--- start ---

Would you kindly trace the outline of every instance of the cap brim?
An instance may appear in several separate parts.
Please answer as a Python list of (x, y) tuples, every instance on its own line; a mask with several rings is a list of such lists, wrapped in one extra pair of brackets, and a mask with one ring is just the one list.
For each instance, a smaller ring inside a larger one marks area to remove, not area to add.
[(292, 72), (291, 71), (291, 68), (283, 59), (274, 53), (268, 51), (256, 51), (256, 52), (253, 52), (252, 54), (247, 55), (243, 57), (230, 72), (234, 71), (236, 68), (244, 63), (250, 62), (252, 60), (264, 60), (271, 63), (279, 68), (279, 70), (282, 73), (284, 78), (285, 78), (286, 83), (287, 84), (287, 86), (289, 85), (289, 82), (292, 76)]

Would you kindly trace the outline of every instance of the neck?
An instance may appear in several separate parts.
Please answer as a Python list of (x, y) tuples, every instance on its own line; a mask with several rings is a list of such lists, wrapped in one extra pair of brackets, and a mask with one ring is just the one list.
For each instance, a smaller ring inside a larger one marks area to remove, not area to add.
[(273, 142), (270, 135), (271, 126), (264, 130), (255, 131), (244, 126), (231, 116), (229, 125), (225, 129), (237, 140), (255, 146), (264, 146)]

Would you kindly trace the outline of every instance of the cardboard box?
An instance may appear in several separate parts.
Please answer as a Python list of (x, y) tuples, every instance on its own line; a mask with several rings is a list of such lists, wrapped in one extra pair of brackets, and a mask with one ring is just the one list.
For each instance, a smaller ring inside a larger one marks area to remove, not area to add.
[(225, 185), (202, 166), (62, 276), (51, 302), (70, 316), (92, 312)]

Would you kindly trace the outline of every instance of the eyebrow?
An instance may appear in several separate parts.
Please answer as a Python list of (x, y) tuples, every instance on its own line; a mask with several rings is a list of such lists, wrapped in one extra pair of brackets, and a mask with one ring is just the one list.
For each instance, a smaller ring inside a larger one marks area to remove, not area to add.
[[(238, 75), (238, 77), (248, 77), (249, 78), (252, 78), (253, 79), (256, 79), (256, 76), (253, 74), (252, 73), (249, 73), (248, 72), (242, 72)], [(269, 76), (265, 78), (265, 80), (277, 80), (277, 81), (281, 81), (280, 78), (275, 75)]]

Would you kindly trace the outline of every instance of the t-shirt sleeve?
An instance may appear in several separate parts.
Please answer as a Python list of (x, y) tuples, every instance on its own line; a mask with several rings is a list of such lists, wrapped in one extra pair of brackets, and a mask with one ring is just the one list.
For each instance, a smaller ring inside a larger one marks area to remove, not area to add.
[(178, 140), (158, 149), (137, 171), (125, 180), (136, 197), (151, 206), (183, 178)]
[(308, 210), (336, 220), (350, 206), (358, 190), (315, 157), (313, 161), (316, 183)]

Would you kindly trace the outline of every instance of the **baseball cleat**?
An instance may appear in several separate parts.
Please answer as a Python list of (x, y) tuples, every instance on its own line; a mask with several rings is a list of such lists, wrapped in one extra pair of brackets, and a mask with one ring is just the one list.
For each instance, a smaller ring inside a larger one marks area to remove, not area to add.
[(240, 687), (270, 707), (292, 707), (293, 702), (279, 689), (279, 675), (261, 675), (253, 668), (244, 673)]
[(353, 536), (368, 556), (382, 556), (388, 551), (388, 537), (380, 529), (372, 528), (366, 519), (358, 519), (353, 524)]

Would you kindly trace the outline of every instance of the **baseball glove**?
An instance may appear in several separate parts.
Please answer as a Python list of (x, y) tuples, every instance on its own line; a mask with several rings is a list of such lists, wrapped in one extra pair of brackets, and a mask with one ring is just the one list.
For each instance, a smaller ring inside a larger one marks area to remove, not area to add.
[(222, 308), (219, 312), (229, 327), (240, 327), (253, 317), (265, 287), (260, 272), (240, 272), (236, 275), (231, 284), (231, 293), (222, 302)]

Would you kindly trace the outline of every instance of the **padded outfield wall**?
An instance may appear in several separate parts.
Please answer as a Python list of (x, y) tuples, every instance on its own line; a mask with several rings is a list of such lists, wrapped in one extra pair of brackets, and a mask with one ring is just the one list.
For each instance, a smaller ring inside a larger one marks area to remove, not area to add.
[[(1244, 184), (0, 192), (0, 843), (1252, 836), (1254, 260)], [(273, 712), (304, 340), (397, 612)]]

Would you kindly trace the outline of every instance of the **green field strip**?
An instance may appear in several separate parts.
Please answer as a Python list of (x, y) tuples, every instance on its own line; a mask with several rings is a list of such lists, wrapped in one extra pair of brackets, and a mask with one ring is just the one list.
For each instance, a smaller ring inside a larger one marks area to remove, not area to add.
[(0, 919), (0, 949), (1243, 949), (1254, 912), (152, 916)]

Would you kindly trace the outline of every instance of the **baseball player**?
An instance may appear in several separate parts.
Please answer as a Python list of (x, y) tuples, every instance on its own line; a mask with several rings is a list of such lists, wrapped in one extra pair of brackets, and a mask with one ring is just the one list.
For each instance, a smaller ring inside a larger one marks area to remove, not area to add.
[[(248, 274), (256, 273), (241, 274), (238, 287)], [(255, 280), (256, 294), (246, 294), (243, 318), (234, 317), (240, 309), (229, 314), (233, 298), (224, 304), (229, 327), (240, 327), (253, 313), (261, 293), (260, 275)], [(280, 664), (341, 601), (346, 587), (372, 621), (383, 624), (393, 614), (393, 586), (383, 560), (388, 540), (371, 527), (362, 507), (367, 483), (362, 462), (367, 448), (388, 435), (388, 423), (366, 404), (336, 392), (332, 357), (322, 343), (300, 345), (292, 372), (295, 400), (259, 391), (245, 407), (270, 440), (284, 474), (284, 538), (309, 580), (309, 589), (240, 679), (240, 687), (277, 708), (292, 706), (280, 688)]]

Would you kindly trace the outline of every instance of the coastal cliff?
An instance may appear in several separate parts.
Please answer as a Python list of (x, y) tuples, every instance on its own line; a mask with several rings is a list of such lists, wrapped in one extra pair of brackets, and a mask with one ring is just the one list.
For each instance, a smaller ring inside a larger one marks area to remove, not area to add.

--- end ---

_What needs to be done:_ Copy the listing above word for word, from the first line through the last, with nothing changed.

_Written response:_
Would you kindly trace the outline of every instance of the cap brim?
An instance may appear in several separate parts.
Please answer as a Python list of (x, y) tuples, every instance on its own line; a mask with several rings is a list of such lists, wrapped in one extra pair of brackets, and a mask with one ring is just the one list.
For each instance, a smaller ring inside a larger one marks area to remove, not area to add.
[(292, 72), (291, 71), (291, 68), (283, 59), (274, 53), (268, 51), (256, 51), (256, 52), (253, 52), (252, 54), (247, 55), (243, 57), (230, 72), (234, 71), (236, 68), (244, 63), (250, 62), (252, 60), (264, 60), (271, 63), (279, 68), (279, 70), (282, 73), (284, 78), (285, 78), (286, 83), (287, 84), (287, 86), (289, 85), (289, 82), (292, 76)]

Would you kindly trace the outline of every instance of the neck?
An instance may appear in several separate parts.
Please answer as a Python list of (x, y) tuples, every instance on its own line; a mask with several rings is a list of such lists, wrapped in one extra pair of brackets, and a mask with one ring is just the one list.
For each instance, a smaller ring inside a larger one marks area to remove, not area to add.
[(273, 142), (270, 135), (271, 126), (264, 130), (255, 131), (244, 126), (231, 116), (229, 125), (225, 129), (237, 140), (255, 146), (264, 146)]

Would you kindly trace the outline of every instance of the cardboard box?
An instance may appear in several separate parts.
Please answer as a Python list of (x, y) tuples, every instance on its own line; a mask with several rings is a list of such lists, wrapped in one extra pair of brackets, and a mask with one ring is just the one list.
For each instance, a smaller ring inside a larger one marks area to remove, not area to add.
[(225, 185), (202, 166), (62, 276), (51, 302), (70, 316), (92, 312)]

Would you kindly trace the outline of every instance of the eyebrow?
An instance may appear in several separate parts.
Please answer as a Python list of (x, y) tuples, every instance on its own line; a mask with several rings is a list of such lists, wrapped in one extra pair of brackets, and a mask with one ring is just the one list.
For each instance, a smaller ring inside a larger one marks area to remove, not area to add.
[[(238, 75), (238, 77), (248, 77), (249, 78), (252, 78), (253, 79), (256, 79), (256, 76), (253, 74), (252, 73), (249, 73), (248, 72), (242, 72)], [(269, 76), (265, 78), (265, 80), (277, 80), (277, 81), (281, 81), (280, 78), (275, 75)]]

Would you kindly trace the outline of every instance of the t-shirt sleeve?
An instance may appear in several separate parts.
Please answer as a Python list of (x, y) tuples, every instance on its own line; a mask with several rings is a list of such lists, wrapped in one extra pair of brackets, and a mask with one ring is just the one list.
For each instance, a smaller ring inside a larger one marks area to remove, not area to add.
[(178, 140), (158, 149), (137, 171), (125, 180), (136, 197), (151, 206), (183, 178)]
[(308, 210), (336, 220), (350, 206), (358, 190), (315, 157), (313, 161), (316, 183)]

Would you kindly trace the outline of every instance of the **baseball cleat**?
An instance may appear in several separate parts.
Please answer as a Python list of (x, y) tuples, every instance on its own line; a mask with several rings is a list of such lists, wrapped in one extra pair of brackets, and a mask with one ring is just the one list.
For each instance, a smaller ring inside a larger one marks area to remove, not area to add.
[(240, 687), (270, 707), (292, 707), (293, 702), (279, 689), (279, 675), (261, 675), (253, 668), (244, 673)]
[(353, 536), (368, 556), (382, 556), (388, 551), (388, 537), (380, 529), (372, 528), (366, 519), (358, 519), (353, 524)]

Would you kindly trace the outline of every instance of the **baseball glove**?
An instance may appear in several separate parts.
Please answer as a Python list of (x, y) tuples, every instance on its own line; a mask with several rings is a list of such lists, wrapped in one extra pair of brackets, and a mask with one ring is just the one list.
For each instance, a smaller ring inside a larger one marks area to remove, not area to add.
[(222, 308), (219, 312), (229, 327), (240, 327), (253, 317), (265, 287), (260, 272), (240, 272), (236, 275), (231, 284), (231, 293), (222, 302)]

Would you kindly trace the outline of every instance of the **padded outfield wall**?
An instance may appear in several separate parts.
Please answer as a Python list of (x, y) tuples, every instance on its own line; a mask with several rings is a list of such lists, wrapped in one extra pair of brackets, and a mask with one ring is just the one list.
For each instance, a smaller ring inside a larger one marks area to remove, not area to add.
[[(1244, 184), (0, 192), (0, 843), (1252, 836), (1254, 260)], [(273, 712), (304, 340), (397, 612)]]

Would you kindly trace the outline of every instance of the **green field strip**?
An instance may appear in several separate parts.
Please answer as a Python list of (x, y) tuples, every instance on its own line; a mask with several rings is a list of such lists, wrapped in one extra pair of brackets, and a mask with one ring is just the one list.
For each instance, a smaller ring inside a larger one marks area to remove, not area to add.
[(0, 919), (0, 949), (1243, 949), (1254, 912), (152, 916)]

Would you kindly trace the outline of every instance of the **baseball player**?
An instance may appear in several separate parts.
Please answer as a Python list of (x, y) tuples, every instance on its own line; a mask with several rings is a list of such lists, wrapped in one extra pair of brackets, and a mask with one ring is just the one list.
For each instance, a smaller ring inside a larger one marks area to remove, not area to add.
[[(248, 274), (256, 273), (241, 274), (238, 287)], [(255, 280), (256, 294), (246, 294), (243, 318), (234, 317), (240, 309), (229, 314), (233, 298), (224, 304), (229, 327), (240, 327), (253, 313), (261, 293), (260, 275)], [(280, 664), (341, 601), (346, 587), (372, 621), (383, 624), (393, 614), (393, 586), (383, 560), (388, 540), (371, 527), (362, 507), (367, 483), (362, 462), (367, 448), (388, 435), (388, 423), (366, 404), (336, 392), (332, 357), (322, 343), (300, 345), (292, 372), (295, 400), (259, 391), (245, 407), (270, 440), (284, 474), (284, 538), (309, 580), (309, 589), (240, 679), (240, 687), (277, 708), (292, 706), (280, 688)]]

Would you kindly trace the outline of every instance of the coastal cliff?
An instance may appear in several separate parts.
Please answer as a Python list of (x, y) tuples, every instance on its own line; a mask with several rings is a list of such lists, wrapped in one extra pair of brackets, and a mask with one ring is just the one list.
For each instance, a smaller ring inside a larger one marks area to remove, not area to add.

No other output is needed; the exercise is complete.